### DATASET CONTENT:
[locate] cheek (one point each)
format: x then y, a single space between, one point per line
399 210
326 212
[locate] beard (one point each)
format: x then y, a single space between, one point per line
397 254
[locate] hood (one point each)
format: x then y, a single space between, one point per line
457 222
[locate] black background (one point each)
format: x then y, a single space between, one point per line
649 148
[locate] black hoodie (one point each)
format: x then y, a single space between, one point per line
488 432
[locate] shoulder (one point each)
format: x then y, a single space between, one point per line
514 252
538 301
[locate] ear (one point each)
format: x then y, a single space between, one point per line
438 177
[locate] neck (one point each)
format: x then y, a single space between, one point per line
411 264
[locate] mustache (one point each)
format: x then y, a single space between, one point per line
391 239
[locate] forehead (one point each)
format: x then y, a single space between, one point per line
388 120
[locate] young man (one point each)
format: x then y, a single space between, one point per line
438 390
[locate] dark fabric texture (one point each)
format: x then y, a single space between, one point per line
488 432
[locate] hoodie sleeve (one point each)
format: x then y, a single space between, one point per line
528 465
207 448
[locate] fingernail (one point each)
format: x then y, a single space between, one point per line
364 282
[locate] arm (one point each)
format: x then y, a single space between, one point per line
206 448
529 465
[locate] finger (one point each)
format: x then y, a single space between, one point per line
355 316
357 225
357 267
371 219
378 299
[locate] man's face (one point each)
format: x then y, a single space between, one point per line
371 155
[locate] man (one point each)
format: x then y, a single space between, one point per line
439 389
--
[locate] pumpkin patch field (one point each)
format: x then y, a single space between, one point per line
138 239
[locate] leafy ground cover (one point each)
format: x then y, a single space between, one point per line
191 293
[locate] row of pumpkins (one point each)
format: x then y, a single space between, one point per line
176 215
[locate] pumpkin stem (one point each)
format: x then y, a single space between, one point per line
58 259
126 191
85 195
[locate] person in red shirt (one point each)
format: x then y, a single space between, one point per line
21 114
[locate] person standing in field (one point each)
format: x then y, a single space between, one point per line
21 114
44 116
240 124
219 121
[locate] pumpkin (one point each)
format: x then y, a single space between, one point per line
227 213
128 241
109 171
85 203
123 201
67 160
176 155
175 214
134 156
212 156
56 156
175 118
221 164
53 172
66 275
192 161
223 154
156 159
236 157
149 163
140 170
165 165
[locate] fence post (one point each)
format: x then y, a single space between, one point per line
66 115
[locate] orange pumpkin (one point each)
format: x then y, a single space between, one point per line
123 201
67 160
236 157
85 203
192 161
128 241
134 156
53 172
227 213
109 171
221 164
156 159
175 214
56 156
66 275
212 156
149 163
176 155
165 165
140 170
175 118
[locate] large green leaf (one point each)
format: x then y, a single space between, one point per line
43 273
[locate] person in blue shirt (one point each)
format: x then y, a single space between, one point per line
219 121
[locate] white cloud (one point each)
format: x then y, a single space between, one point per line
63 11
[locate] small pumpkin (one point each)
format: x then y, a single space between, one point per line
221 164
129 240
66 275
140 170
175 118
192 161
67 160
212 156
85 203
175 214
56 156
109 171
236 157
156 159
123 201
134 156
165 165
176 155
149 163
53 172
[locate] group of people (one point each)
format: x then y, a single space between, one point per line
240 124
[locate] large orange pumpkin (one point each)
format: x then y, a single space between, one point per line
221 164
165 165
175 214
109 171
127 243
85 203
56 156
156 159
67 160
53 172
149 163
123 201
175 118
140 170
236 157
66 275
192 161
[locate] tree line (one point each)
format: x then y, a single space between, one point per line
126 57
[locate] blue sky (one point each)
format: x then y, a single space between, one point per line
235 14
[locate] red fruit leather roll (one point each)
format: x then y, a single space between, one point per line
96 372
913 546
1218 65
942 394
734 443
* * *
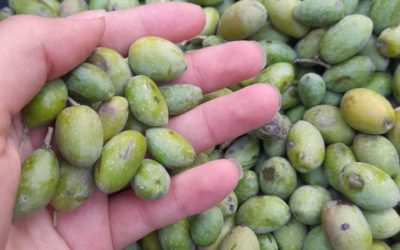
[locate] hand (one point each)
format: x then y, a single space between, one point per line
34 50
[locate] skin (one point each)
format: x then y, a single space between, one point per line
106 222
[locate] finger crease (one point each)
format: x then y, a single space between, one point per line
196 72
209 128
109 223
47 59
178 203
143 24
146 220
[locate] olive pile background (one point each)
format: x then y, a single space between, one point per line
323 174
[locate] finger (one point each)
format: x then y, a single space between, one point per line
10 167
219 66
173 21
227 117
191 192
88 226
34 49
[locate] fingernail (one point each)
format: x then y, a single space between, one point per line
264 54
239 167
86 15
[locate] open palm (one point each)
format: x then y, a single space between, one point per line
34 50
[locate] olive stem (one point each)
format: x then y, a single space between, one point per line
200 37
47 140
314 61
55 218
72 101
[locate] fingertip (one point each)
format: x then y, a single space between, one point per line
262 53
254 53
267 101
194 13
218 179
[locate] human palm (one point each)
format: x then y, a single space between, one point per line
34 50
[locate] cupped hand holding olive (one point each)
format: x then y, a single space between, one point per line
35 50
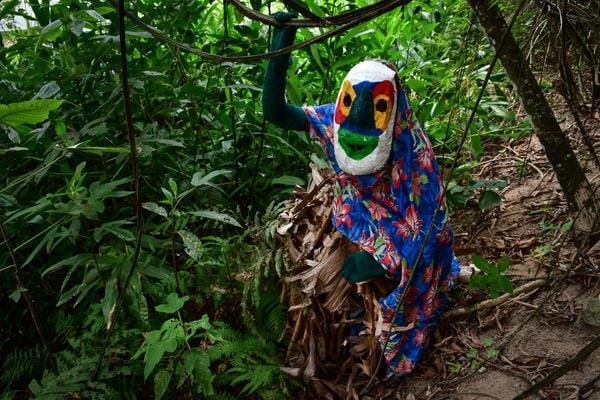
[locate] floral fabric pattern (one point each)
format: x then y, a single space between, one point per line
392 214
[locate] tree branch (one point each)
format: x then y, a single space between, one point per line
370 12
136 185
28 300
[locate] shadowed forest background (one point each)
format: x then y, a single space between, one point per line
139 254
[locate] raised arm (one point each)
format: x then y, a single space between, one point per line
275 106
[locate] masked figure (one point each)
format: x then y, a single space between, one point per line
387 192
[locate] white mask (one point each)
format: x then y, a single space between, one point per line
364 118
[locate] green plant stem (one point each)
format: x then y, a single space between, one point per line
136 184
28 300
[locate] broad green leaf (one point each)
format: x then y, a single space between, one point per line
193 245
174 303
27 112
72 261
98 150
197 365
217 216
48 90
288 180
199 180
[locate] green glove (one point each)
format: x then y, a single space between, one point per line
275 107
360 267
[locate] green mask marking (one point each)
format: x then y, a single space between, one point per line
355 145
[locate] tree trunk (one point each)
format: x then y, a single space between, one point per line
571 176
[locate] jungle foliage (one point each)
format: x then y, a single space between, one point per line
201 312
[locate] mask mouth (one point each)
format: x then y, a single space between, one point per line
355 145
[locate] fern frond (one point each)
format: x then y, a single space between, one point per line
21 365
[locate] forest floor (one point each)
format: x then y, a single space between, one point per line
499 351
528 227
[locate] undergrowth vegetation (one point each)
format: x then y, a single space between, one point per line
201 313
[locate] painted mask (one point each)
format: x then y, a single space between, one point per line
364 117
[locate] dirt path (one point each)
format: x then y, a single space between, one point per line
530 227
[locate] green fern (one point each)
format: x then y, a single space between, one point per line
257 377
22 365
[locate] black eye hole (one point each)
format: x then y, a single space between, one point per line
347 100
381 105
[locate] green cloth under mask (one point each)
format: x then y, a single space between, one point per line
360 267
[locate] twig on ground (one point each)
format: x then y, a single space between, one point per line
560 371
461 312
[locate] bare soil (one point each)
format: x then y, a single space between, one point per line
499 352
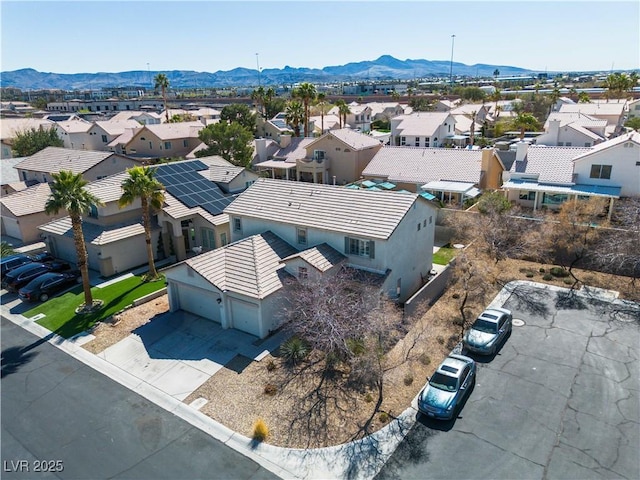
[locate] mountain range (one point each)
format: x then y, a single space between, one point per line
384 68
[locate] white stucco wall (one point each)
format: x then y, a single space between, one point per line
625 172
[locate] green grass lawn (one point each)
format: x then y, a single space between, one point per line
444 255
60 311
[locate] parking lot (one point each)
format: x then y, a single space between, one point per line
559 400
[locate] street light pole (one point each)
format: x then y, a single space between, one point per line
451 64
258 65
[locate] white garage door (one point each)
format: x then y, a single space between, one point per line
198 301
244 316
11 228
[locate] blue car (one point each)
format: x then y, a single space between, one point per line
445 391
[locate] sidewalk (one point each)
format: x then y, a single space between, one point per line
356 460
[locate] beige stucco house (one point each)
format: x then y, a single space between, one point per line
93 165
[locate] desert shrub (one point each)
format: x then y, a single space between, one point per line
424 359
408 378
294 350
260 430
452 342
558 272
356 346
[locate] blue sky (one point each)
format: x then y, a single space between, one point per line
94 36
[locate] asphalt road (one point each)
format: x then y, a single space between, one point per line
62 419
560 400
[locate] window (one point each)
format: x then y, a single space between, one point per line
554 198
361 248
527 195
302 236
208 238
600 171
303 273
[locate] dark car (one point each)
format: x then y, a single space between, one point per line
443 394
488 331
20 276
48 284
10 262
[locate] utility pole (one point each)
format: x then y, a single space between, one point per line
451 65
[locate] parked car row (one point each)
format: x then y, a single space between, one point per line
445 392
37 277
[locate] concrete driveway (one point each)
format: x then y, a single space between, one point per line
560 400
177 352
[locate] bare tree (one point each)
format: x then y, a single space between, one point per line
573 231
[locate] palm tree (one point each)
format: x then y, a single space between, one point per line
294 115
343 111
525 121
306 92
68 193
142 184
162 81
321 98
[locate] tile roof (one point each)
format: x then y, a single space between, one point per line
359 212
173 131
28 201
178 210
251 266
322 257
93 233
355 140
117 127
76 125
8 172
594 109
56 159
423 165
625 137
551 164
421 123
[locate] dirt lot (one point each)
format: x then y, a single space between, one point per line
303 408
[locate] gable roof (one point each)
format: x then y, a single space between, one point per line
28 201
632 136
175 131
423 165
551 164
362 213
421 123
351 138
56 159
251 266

### EXERCISE PROMPT:
Pick out every line in the entries above that contains the string "palm", and copy each one. Case counts.

### EXPECTED ANSWER:
[locate] open palm (one point each)
[locate] human palm (one point each)
[locate] palm tree (one point each)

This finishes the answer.